TASK PROMPT:
Render the lines between the line containing "Domain: wildlife census station" and the line containing "column 218, row 162", inclusive, as a JSON list of strings, one string per line, with blank lines left out. Exclude the pictures from the answer.

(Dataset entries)

Start

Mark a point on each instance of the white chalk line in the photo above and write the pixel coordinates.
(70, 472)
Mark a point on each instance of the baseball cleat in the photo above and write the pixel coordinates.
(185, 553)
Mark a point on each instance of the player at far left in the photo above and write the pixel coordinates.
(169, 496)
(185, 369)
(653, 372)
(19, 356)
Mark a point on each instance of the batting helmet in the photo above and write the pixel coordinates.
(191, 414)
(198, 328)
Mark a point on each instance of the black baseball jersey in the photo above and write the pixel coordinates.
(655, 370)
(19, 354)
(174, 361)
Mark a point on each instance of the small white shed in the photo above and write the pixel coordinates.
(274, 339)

End
Start

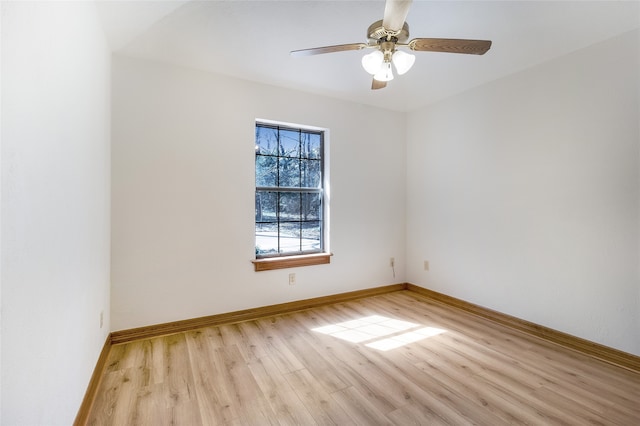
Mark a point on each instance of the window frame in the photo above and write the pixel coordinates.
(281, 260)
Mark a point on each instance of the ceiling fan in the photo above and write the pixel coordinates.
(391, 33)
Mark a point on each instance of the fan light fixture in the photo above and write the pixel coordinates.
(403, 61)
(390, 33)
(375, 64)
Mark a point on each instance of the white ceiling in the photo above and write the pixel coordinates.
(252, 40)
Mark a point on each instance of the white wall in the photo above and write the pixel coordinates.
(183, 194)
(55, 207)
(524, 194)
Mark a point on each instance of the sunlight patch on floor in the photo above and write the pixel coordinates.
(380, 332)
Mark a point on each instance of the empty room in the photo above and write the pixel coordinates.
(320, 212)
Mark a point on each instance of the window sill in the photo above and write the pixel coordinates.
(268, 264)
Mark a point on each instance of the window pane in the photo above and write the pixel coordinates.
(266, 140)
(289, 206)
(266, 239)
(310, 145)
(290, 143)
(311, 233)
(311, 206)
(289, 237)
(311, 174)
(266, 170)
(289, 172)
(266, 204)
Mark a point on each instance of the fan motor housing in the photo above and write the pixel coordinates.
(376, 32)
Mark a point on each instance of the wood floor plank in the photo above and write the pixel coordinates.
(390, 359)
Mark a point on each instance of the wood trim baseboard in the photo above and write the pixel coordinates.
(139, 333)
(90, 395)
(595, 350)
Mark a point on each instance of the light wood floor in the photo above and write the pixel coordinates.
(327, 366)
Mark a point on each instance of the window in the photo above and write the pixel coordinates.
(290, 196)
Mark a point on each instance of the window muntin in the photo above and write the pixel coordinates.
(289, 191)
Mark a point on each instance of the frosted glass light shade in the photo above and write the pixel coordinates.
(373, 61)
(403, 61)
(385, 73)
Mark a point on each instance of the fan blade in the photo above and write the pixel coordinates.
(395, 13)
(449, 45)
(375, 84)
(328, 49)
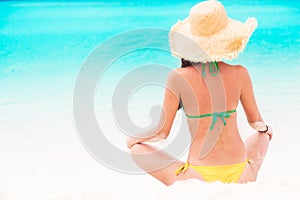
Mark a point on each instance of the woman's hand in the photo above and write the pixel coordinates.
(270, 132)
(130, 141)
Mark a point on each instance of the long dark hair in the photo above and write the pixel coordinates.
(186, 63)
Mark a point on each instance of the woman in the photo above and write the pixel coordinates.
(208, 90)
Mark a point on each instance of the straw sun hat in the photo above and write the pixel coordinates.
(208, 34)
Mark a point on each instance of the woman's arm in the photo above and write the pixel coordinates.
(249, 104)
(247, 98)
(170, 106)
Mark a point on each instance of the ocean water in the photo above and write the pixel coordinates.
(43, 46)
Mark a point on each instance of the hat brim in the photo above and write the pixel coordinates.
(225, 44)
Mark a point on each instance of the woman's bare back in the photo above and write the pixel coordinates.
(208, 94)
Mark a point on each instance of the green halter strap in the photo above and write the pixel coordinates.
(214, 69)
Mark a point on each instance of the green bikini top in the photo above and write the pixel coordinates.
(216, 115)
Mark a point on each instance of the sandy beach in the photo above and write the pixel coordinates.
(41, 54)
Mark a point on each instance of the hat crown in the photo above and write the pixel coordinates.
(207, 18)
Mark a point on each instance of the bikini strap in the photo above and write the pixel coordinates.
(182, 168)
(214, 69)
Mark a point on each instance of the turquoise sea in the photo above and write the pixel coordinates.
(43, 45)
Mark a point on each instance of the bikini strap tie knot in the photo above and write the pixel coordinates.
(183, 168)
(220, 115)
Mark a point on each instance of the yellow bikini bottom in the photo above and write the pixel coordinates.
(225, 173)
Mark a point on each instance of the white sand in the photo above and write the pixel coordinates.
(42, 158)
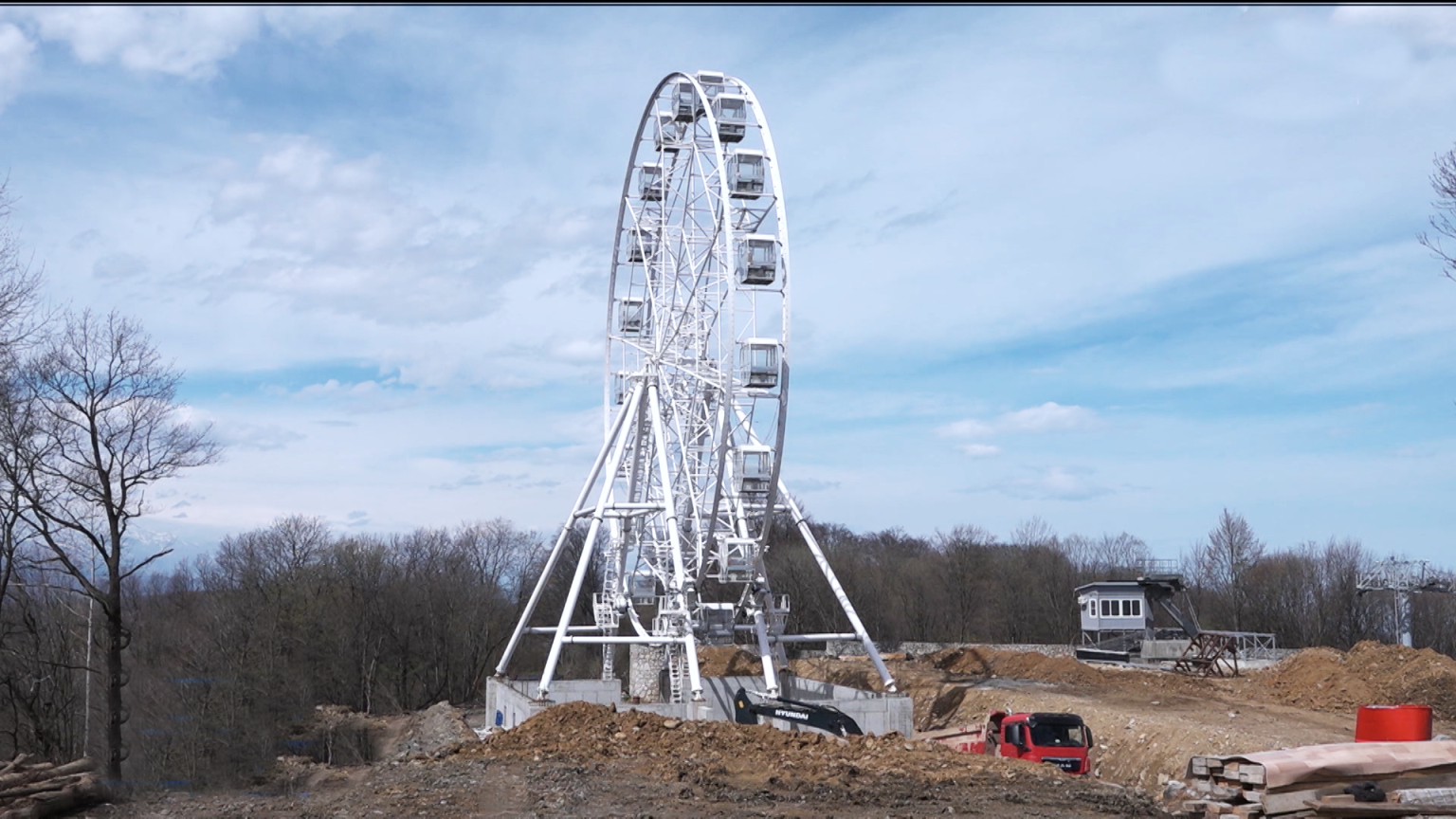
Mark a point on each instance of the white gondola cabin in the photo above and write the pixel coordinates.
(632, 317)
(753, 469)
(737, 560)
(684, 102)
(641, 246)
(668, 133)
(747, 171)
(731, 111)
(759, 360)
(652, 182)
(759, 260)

End
Start

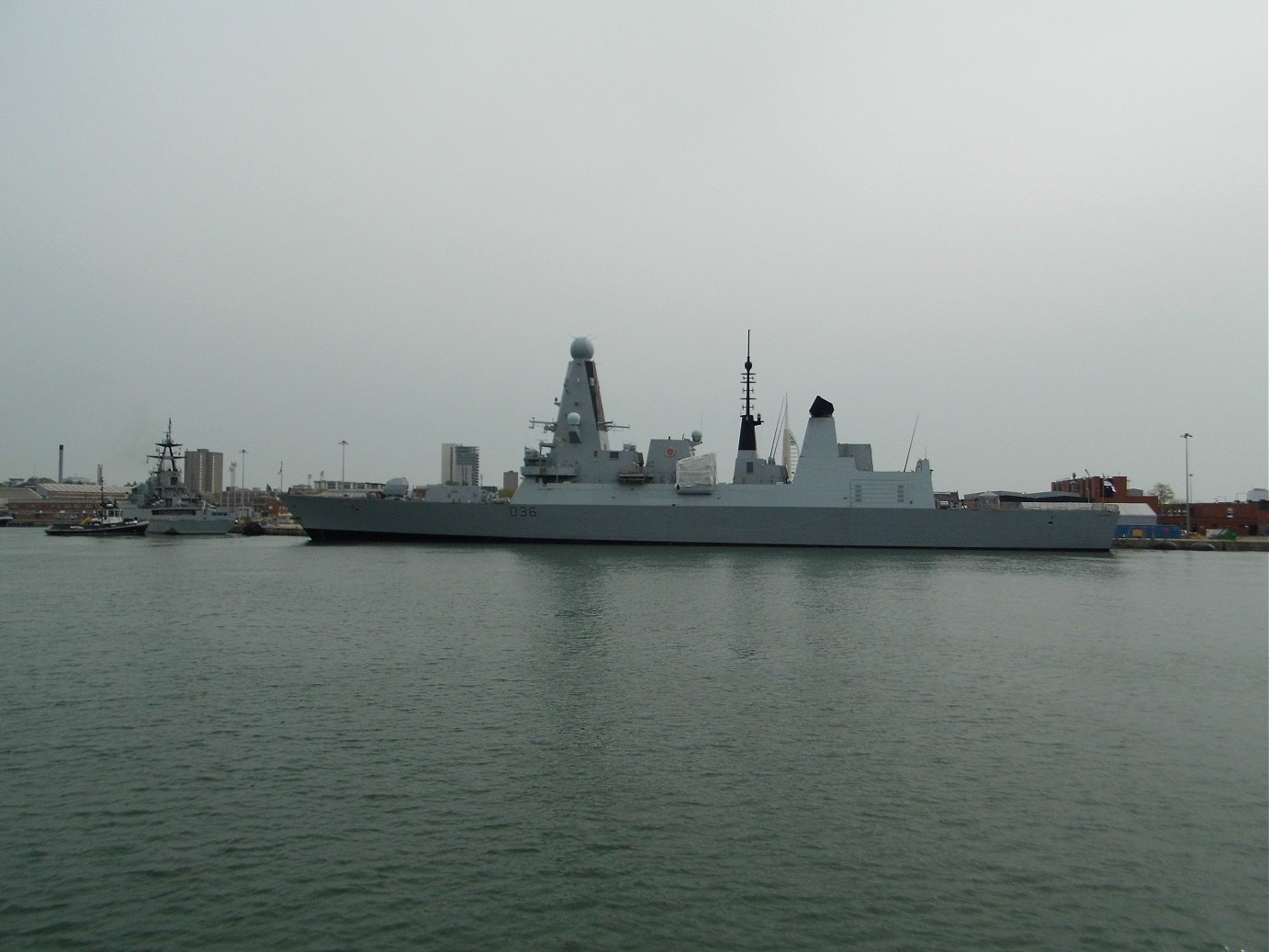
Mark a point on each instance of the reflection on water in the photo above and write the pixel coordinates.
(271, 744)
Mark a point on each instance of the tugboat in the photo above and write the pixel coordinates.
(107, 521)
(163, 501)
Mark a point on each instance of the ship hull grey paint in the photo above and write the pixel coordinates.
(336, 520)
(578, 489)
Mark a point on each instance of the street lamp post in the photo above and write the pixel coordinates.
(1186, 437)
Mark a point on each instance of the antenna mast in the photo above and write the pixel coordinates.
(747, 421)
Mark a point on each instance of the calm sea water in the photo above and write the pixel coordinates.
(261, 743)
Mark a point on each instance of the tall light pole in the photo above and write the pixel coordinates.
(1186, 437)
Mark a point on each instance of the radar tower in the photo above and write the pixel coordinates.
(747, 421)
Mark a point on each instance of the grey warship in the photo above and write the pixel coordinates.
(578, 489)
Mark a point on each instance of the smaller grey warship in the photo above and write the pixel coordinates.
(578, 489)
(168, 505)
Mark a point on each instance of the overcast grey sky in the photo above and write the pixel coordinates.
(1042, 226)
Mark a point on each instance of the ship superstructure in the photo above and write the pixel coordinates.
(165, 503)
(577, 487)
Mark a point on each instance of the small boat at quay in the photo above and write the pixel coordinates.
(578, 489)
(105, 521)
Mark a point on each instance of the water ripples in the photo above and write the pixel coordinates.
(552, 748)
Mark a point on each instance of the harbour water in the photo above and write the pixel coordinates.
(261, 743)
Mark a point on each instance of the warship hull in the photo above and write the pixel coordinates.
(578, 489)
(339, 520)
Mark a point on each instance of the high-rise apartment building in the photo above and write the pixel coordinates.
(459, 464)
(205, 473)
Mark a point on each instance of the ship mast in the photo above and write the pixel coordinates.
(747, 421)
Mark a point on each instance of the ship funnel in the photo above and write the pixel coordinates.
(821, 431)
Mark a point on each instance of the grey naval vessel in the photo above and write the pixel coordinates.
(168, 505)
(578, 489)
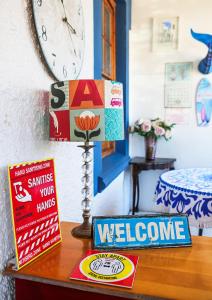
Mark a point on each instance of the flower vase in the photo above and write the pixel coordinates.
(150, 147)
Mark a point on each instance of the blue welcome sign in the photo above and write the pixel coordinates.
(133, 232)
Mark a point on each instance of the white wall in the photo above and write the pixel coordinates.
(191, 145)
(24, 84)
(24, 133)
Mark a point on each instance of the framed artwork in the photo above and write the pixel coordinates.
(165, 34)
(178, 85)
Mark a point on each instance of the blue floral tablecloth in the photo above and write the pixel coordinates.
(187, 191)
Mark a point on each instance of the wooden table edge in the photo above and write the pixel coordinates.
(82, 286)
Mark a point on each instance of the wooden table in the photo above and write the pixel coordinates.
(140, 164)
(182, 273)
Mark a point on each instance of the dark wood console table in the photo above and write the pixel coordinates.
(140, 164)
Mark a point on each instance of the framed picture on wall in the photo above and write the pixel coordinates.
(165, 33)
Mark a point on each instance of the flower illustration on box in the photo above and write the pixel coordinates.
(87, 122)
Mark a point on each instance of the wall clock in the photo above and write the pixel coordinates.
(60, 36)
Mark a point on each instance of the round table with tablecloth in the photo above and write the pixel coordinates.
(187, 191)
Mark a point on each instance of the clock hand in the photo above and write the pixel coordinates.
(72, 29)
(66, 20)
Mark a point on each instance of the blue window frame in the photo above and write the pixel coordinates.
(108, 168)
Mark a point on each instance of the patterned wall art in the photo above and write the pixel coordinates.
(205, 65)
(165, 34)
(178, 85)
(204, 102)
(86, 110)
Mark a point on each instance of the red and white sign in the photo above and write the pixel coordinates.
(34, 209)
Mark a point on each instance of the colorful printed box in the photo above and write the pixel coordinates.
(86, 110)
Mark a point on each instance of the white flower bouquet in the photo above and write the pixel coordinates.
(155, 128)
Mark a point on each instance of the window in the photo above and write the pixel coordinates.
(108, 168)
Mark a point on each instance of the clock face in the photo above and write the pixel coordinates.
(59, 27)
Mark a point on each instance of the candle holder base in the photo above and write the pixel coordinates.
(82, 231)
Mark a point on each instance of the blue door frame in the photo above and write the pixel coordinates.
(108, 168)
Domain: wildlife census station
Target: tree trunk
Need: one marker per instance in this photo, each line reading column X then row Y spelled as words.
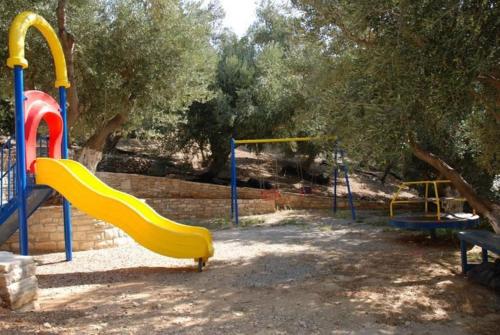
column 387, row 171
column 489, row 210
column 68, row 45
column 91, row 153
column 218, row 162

End

SOLUTION TO THIS EXERCISE:
[
  "Domain: wildlife census station",
  "Target: tree trunk",
  "Need: one marker per instance in this photo, each line reading column X then row Y spelled as words.",
  "column 387, row 171",
  "column 489, row 210",
  "column 68, row 45",
  "column 91, row 153",
  "column 218, row 162"
]